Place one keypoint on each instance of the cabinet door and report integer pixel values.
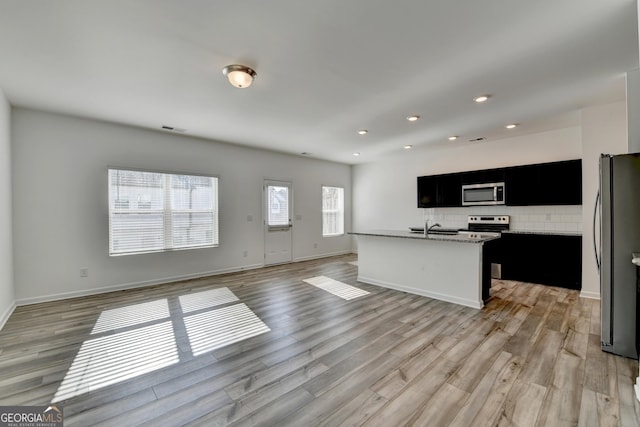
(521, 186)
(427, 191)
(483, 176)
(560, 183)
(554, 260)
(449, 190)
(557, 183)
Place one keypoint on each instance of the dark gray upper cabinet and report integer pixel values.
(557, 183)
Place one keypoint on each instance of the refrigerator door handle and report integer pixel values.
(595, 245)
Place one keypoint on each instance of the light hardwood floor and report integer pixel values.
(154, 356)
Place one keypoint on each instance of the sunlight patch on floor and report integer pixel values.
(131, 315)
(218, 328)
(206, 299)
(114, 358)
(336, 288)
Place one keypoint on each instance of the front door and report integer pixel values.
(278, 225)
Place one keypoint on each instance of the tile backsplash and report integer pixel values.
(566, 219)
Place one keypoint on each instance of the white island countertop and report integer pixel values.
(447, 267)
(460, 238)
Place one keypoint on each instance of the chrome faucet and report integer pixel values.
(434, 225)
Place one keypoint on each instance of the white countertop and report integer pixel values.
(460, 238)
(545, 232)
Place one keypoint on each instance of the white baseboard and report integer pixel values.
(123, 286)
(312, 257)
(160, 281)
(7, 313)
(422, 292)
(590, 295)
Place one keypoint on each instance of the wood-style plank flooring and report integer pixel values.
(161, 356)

+++++

Pictures don't belong in the copy. Transcribe every record exactly as it appears.

Place one keypoint on each instance of the cabinet door and report integer pixel values.
(521, 186)
(427, 191)
(483, 176)
(560, 183)
(554, 260)
(449, 190)
(557, 183)
Place one keypoint on each instance of the dark gray upper cabinet and report integer pixel values.
(557, 183)
Place one keypoint on each instance of the refrigerator door handle and report integer pixel values.
(595, 245)
Place one keypoint on each instance of the light hardwood floor and report integer pixel values.
(154, 356)
Place one keypoint on each instance of the sunlight patch on floor and report integer pixel values.
(131, 315)
(218, 328)
(206, 299)
(114, 358)
(336, 288)
Place one keypoint on each instance of the front door and report integer pixel values.
(278, 225)
Place one keypoint on each instance of the tile backsplash and report integer pixel values.
(566, 219)
Place one keypoint on each instance of the white island countertop and report integer pixel values.
(447, 267)
(460, 238)
Place one keypoint on each instance of the chrome faucet and report integer pixel values.
(434, 225)
Place one keypoint on each instance of the white countertop and report integer pixel values.
(460, 238)
(545, 232)
Place one keypoint on each instance of the white baseboard and report integer pixel values.
(123, 286)
(312, 257)
(160, 281)
(7, 313)
(422, 292)
(590, 295)
Place one keypoint on each instance of the wood-style plank flooring and report integer pixel values.
(161, 356)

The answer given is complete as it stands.